* **Excerpted text**
====================
Singer Mankwe Ndosi reads off a script lit by blacklight during a rehearsal for Cellula at In the Heart of the Beast Puppet and Mask Theater in Minneapolis on Thursday, Jan. 26, 2017.
Evan Frost | MPR News

Again, this is a puppet show. The florescent shape on stage is a puppet, made out of bubble wrap and plastic, coated with fluorescent paint that glows under the blacklight.

Two puppeteers stand in plain view, invisible because they're dressed entirely in black. Live acapella singers provide the soundtrack. Playwright Shari Aronson does the narration.

"All right," she calls. "Let's magnify 400 times!"

The show simulates "zooming in" on the cell as it prepares to divide. A glowing, filmy circle appears.

"Cellula signals when she's ready," Aronson explains. "The DNA tells her how to copy the nucleus. And then she splits! One Cellula becomes two!

"Is it magic? No, it's mitosis!"

Offstage, Aronson said that she had tried to duplicate her own first experience of looking through a microscope with her mother, a biology teacher.

"A common thing that people look at under the microscope with students are planaria," she said. "They're flatworms, so they're multi-celled creatures, but they're microscopic ... I fell in love with my planarian and I named her Charlotte, and so that was my first pet."

A cell and DNA float on stage.
A single cell and a strand of DNA float on stage during a rehearsal for Cellula, a science based children's puppet show at In the Heart of the Beast Puppet and Mask Theater in Minneapolis on Thursday, Jan. 26, 2017. The entire show is lit by blacklight giving the puppets the appearance of floating in darkness.
Evan Frost | MPR News

She said the puppet show is for everybody. Even children too young to understand the science can get sort of a first look.

"So then when they encounter it again in school, they already have a base layer of interest and engagement," she said. "'Oh, yeah, I remember seeing that.'"

Spoiler alert: At the end, a towering blob of glowing pink and blue cells fills the stage. Scientists might call it a blastema — if it were several times smaller and on a slide in a lab, instead of on a stage in a puppet theater.

"Cellula" runs Friday through Sunday at In the Heart of the Beast and goes on tour later this year.
====================
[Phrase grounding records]
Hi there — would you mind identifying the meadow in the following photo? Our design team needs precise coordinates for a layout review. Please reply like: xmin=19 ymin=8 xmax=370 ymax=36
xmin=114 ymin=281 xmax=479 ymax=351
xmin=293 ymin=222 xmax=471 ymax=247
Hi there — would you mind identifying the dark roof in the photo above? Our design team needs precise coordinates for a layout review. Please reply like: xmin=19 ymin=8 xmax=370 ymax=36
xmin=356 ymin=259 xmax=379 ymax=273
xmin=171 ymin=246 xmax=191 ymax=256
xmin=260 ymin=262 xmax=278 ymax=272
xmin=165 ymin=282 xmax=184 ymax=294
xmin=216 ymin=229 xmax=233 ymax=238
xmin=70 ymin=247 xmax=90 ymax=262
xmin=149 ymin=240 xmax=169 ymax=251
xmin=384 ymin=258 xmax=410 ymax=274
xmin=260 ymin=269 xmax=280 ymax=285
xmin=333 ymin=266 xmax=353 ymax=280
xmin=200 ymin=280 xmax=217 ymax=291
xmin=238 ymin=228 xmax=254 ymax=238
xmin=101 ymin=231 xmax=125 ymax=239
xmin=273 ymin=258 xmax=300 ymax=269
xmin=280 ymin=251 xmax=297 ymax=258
====================
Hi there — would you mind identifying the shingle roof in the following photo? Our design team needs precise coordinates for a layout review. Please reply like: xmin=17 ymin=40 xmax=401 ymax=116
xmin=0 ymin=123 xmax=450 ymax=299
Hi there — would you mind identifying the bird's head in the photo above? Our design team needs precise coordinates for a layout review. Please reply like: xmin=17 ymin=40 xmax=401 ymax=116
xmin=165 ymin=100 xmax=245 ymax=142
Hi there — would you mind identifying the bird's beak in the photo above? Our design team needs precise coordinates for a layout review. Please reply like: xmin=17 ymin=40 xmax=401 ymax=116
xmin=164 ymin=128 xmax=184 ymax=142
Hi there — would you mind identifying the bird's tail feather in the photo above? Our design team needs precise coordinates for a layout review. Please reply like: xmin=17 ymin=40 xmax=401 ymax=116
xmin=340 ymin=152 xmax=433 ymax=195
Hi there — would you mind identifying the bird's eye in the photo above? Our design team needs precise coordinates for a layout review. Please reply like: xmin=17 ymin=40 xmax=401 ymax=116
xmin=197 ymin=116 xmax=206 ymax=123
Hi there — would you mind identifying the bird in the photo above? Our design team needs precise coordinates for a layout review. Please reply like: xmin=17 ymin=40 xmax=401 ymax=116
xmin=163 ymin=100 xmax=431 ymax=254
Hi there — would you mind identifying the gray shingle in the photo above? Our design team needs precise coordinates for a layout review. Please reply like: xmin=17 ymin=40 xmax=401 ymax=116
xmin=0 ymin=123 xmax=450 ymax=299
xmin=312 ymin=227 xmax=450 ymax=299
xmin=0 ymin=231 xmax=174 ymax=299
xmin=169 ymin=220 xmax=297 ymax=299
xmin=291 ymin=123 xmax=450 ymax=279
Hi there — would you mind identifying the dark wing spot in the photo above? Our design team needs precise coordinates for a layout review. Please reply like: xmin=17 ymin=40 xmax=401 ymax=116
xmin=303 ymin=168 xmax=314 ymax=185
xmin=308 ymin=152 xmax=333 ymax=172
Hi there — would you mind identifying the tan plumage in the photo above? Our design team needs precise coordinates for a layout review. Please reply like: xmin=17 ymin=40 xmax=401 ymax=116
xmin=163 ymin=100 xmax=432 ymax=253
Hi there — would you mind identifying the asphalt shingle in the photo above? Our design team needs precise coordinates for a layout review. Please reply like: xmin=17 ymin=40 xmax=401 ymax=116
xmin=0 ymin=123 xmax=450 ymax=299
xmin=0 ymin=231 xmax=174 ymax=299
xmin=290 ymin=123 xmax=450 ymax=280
====================
List each material that the article on the puppet show Cellula gives for the fluorescent shape on stage, including its coating. The records come from a separate source and are unrelated to the text.

Bubble wrap, plastic, and fluorescent paint.